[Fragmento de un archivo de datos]

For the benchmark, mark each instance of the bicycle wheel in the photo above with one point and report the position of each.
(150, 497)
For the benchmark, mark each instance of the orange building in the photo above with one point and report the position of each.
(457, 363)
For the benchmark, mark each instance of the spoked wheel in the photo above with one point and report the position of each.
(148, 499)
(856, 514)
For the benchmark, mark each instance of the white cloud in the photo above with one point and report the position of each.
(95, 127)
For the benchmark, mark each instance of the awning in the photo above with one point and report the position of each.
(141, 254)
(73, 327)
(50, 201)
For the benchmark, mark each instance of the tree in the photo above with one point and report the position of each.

### OBJETIVO DEL EJERCICIO
Reescribe todas las líneas anteriores cambiando "benchmark" por "test" y deja todo lo demás igual.

### RESPUESTA ESCRITA
For the test, mark each instance of the bicycle wheel in the photo above with one point and report the position of each.
(150, 497)
For the test, mark each instance of the orange building in the photo above with one point and report the position of each.
(457, 363)
For the test, mark each instance of the spoked wheel in the photo above with one point and report the position of each.
(148, 499)
(856, 514)
For the test, mark each instance of the white cloud in the photo above with one point and report the position of each.
(95, 127)
For the test, mark each instance of the awning in the photo above with one point and report the position of each.
(141, 254)
(73, 327)
(50, 201)
For the test, mark each instance of the tree in the photo above with one point and report the position of each.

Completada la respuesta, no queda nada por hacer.